### What needs to be done
Reproduce the following article about a visit to Brazil in full, word for word.

Visit to Brazil a break from the turmoil in Europe

Published 6/3 at 09:40

For four weeks starting at the end of January and including almost all of February, I had the privilege of staying in Brazil. I have visited the country many times since 1985. What struck me this time was that my visit was a break from the unrest in Europe and the war in Ukraine.

I felt far removed from everyday life in Europe. I am aware that our brothers and sisters in Ukraine cannot treat themselves to the privilege of pausing for a few weeks from the misery they are experiencing, but instead are forced to face the horrors of war every day.

Brazil is an amazing country in many ways. But since my first trip to the country in 1985, Brazil hasn't really changed as much as you might think. The majority of the population are still poor, although there is no famine like in other countries at the same stage of development. A few percent of the population own most of the assets, but despite this, the middle classes have fared significantly better in the last two decades.

At the end of 2022, Brazil had an election. The fight was between the incumbent president Jair Bolsonaro and Ignasio Lula da Silva, which Lula won by a few percentage points. There has been a lot of controversy regarding Bolsonaro during the four years he has been in power and he managed to do some ‘piano stomping’ during his mandate. He had the attitude that the Covid pandemic was just flu and nothing to worry about, and he more or less looked away when landowners ravaged the Amazon forests.

### Given information
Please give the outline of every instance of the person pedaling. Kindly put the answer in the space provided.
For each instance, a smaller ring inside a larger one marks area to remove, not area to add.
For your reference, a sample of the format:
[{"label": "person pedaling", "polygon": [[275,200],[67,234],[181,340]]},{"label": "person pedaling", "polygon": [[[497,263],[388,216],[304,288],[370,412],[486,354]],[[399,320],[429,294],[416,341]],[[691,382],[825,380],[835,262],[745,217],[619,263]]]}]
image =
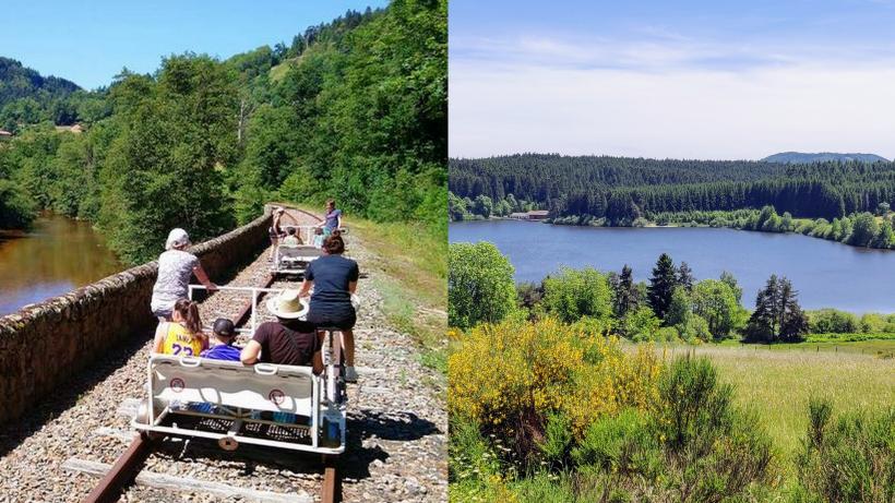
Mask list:
[{"label": "person pedaling", "polygon": [[[345,241],[330,236],[323,241],[323,256],[308,264],[299,297],[310,296],[307,320],[315,327],[336,326],[345,345],[345,381],[357,382],[354,326],[357,313],[351,296],[357,290],[360,271],[357,262],[344,258]],[[324,334],[319,334],[321,340]]]},{"label": "person pedaling", "polygon": [[208,291],[217,290],[217,285],[208,279],[199,258],[186,251],[189,247],[190,236],[187,231],[171,229],[165,241],[165,251],[158,255],[158,274],[153,285],[150,309],[159,322],[171,321],[174,304],[187,297],[193,275]]}]

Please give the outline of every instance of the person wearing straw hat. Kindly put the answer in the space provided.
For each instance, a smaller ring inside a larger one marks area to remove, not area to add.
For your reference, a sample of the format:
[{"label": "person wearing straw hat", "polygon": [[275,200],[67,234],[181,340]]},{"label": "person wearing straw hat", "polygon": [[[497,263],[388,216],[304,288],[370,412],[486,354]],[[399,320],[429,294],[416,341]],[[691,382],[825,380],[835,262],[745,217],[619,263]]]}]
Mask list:
[{"label": "person wearing straw hat", "polygon": [[165,241],[165,251],[158,255],[158,275],[153,286],[153,297],[150,308],[159,322],[171,321],[171,310],[178,299],[189,297],[189,285],[192,275],[195,275],[208,291],[217,289],[217,285],[208,279],[199,258],[187,251],[190,247],[190,236],[186,230],[176,228],[168,232]]},{"label": "person wearing straw hat", "polygon": [[312,324],[299,320],[308,312],[308,307],[299,298],[298,290],[283,290],[268,299],[267,311],[277,321],[259,325],[239,355],[242,364],[311,366],[314,373],[323,372],[317,331]]}]

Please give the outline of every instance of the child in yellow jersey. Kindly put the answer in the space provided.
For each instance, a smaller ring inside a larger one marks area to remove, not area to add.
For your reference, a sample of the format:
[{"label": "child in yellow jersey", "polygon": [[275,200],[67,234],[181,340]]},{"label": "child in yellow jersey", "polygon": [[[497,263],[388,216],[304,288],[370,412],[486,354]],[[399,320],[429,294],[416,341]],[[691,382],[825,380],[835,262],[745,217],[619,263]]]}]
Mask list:
[{"label": "child in yellow jersey", "polygon": [[199,307],[188,299],[179,299],[171,310],[170,322],[155,330],[153,352],[198,357],[208,347],[208,337],[202,332]]}]

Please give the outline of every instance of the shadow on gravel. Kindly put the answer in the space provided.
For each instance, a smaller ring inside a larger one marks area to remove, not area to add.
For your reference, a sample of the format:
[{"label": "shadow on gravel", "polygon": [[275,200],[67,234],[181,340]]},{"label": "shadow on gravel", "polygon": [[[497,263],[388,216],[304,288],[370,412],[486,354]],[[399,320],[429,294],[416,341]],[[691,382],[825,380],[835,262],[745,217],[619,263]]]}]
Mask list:
[{"label": "shadow on gravel", "polygon": [[434,422],[413,412],[374,412],[366,410],[362,417],[348,417],[348,433],[361,439],[419,440],[441,433]]},{"label": "shadow on gravel", "polygon": [[[127,342],[110,348],[93,366],[69,379],[64,385],[58,386],[57,392],[51,397],[35,403],[32,409],[21,418],[3,424],[2,430],[0,430],[0,457],[5,456],[7,453],[40,430],[47,422],[73,407],[82,395],[88,393],[94,386],[123,367],[150,339],[152,339],[152,332],[133,336]],[[35,359],[35,364],[52,364],[52,362],[40,362],[39,359]],[[133,395],[134,392],[121,391],[121,398]],[[118,404],[115,407],[118,407]],[[109,410],[109,414],[114,415],[116,410]]]},{"label": "shadow on gravel", "polygon": [[[363,417],[348,418],[348,439],[345,454],[341,456],[343,476],[347,479],[362,480],[370,477],[370,465],[377,459],[384,462],[390,457],[381,445],[363,446],[363,441],[379,439],[384,441],[413,441],[422,436],[440,433],[435,424],[414,414],[367,412]],[[240,445],[236,452],[222,451],[216,443],[203,440],[189,442],[167,439],[162,442],[154,456],[162,459],[190,460],[196,467],[207,466],[213,462],[240,470],[248,477],[260,467],[266,469],[286,469],[306,477],[318,477],[322,474],[322,457],[311,453],[291,453],[284,450],[270,450],[256,445]]]}]

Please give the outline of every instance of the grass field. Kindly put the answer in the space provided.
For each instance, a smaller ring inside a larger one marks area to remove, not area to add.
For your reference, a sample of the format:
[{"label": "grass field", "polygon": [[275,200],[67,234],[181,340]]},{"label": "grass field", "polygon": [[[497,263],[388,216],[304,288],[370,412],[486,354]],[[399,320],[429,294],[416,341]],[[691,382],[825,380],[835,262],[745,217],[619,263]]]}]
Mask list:
[{"label": "grass field", "polygon": [[785,459],[791,460],[804,436],[811,396],[830,397],[834,415],[895,407],[895,340],[735,343],[658,350],[668,359],[685,354],[711,358],[723,378],[736,386],[738,404],[759,412]]}]

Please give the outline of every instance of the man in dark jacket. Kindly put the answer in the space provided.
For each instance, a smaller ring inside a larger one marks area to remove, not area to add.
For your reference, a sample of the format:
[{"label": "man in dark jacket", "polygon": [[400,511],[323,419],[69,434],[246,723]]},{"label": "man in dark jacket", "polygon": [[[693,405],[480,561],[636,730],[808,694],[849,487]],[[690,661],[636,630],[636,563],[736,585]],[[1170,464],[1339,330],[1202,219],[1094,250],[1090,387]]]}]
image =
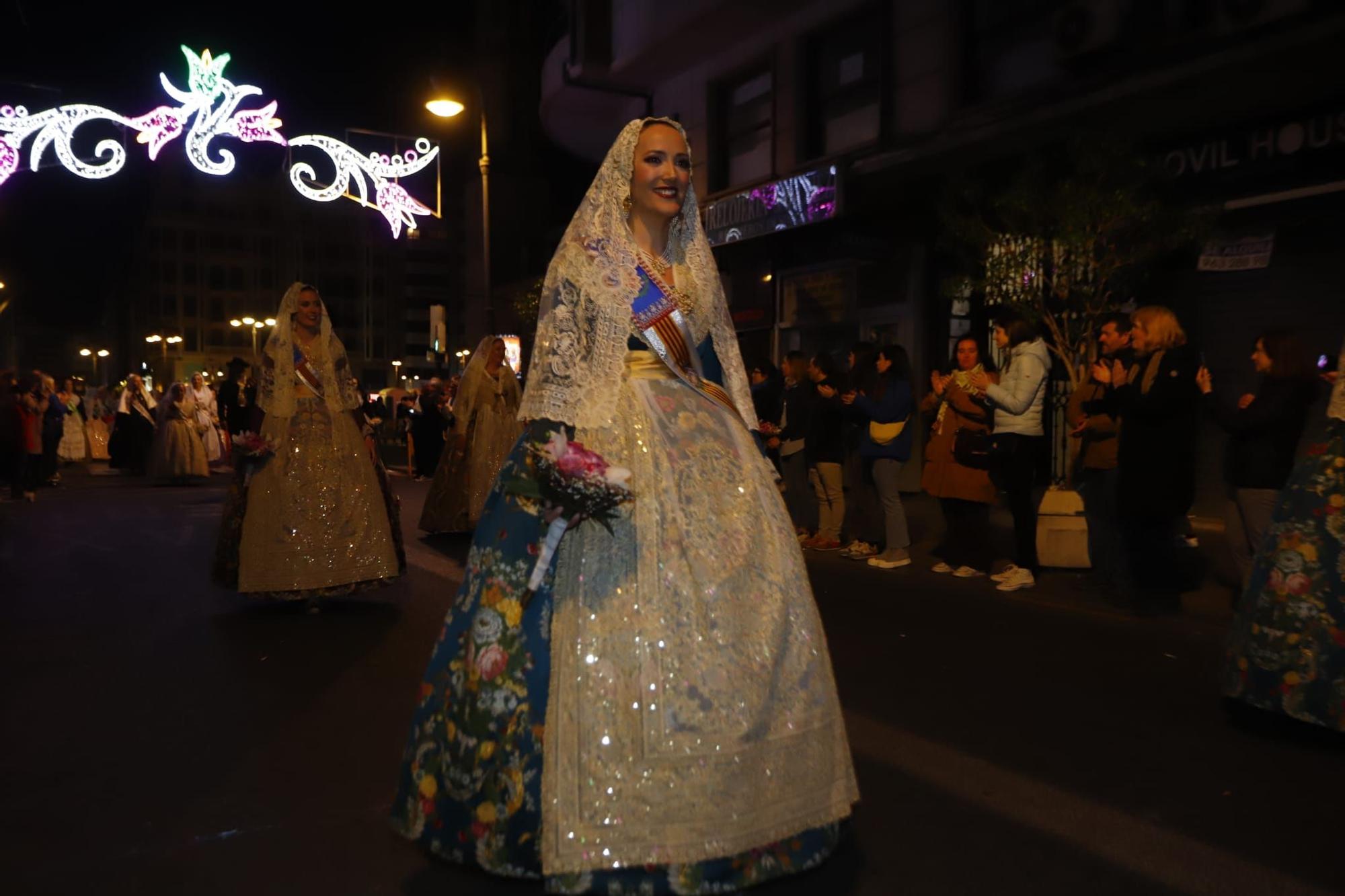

### Finished exercise
Visit to Brazil a break from the turmoil in Europe

Published 6/3 at 09:40

For four weeks starting at the end of January and including almost all of February, I had the privilege of staying in Brazil. I have visited the country many times since 1985. What struck me this time was that my visit was a break from the unrest in Europe and the war in Ukraine.

I felt far removed from everyday life in Europe. I am aware that our brothers and sisters in Ukraine cannot treat themselves to the privilege of pausing for a few weeks from the misery they are experiencing, but instead are forced to face the horrors of war every day.

Brazil is an amazing country in many ways. But since my first trip to the country in 1985, Brazil hasn't really changed as much as you might think. The majority of the population are still poor, although there is no famine like in other countries at the same stage of development. A few percent of the population own most of the assets, but despite this, the middle classes have fared significantly better in the last two decades.

At the end of 2022, Brazil had an election. The fight was between the incumbent president Jair Bolsonaro and Ignasio Lula da Silva, which Lula won by a few percentage points. There has been a lot of controversy regarding Bolsonaro during the four years he has been in power and he managed to do some ‘piano stomping’ during his mandate. He had the attitude that the Covid pandemic was just flu and nothing to worry about, and he more or less looked away when landowners ravaged the Amazon forests.